Task objective
Report every line in the records below that contains the word "face", copying each line in full.

Dataset rows showing where objects appear
☆ ☆ ☆
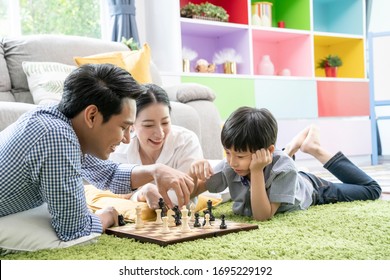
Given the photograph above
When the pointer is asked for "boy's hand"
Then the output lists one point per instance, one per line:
(260, 159)
(201, 169)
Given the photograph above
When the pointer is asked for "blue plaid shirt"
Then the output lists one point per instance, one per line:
(41, 161)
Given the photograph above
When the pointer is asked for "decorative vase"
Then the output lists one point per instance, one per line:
(331, 72)
(266, 67)
(186, 65)
(230, 67)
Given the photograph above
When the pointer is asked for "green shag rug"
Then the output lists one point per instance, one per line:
(344, 231)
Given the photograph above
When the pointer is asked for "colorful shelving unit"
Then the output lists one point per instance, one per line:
(313, 29)
(379, 43)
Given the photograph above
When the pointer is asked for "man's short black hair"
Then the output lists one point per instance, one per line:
(103, 85)
(249, 129)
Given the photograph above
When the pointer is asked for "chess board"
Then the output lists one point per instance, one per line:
(151, 232)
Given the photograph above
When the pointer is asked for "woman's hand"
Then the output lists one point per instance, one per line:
(167, 178)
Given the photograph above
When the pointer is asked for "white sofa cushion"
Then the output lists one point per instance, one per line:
(31, 230)
(46, 80)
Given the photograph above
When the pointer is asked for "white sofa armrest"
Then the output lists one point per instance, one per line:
(187, 92)
(11, 111)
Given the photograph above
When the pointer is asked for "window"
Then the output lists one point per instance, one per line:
(69, 17)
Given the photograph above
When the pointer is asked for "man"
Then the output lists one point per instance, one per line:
(48, 152)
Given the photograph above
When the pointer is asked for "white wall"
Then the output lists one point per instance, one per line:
(380, 22)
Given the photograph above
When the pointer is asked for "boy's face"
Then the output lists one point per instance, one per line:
(239, 161)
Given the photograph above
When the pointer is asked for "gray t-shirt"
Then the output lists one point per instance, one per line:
(283, 182)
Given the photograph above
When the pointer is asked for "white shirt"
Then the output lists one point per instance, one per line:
(180, 149)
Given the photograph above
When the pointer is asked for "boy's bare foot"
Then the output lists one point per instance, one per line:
(295, 144)
(311, 145)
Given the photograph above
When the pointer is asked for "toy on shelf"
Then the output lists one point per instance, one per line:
(203, 66)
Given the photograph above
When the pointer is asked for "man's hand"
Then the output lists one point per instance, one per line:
(167, 178)
(201, 169)
(149, 194)
(108, 216)
(260, 159)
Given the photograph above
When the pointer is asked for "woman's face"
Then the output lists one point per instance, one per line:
(152, 126)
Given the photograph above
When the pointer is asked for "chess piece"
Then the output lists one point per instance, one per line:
(121, 220)
(207, 224)
(204, 215)
(171, 219)
(161, 204)
(177, 215)
(165, 228)
(158, 216)
(139, 223)
(210, 208)
(223, 224)
(192, 212)
(197, 223)
(185, 227)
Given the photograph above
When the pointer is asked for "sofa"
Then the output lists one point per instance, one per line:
(192, 104)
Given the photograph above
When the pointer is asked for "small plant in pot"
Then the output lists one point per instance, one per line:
(330, 63)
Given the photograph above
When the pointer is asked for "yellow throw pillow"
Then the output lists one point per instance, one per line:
(98, 199)
(137, 63)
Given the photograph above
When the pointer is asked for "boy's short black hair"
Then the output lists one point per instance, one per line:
(249, 129)
(103, 85)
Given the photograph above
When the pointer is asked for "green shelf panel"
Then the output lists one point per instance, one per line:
(230, 93)
(295, 14)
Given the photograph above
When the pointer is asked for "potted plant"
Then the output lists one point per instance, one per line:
(130, 43)
(205, 10)
(330, 63)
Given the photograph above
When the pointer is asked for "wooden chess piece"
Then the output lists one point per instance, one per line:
(139, 223)
(171, 219)
(192, 212)
(197, 223)
(210, 208)
(185, 227)
(207, 224)
(223, 223)
(158, 216)
(121, 220)
(177, 215)
(162, 206)
(165, 228)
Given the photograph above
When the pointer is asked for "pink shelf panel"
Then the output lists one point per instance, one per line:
(343, 98)
(286, 50)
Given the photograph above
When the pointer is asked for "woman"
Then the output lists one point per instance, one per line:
(156, 140)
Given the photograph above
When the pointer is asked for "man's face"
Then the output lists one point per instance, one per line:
(107, 136)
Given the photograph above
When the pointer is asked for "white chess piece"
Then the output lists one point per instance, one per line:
(207, 225)
(158, 217)
(184, 220)
(165, 228)
(139, 223)
(171, 218)
(192, 209)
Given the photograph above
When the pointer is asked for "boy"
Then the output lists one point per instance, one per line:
(263, 180)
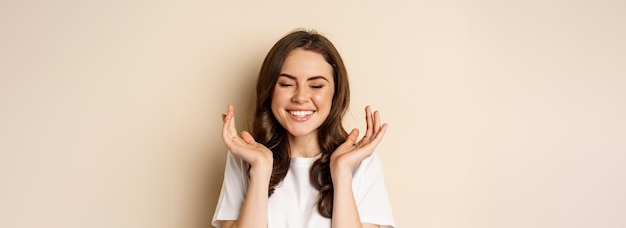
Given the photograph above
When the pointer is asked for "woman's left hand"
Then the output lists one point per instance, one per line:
(349, 154)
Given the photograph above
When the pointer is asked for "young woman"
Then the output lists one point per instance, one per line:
(299, 167)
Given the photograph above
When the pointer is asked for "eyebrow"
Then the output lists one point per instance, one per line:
☆ ☆ ☆
Response
When the pointer is asked for "boy's face"
When the pointer is asked for "woman's face"
When the pointer is asked for "man's face"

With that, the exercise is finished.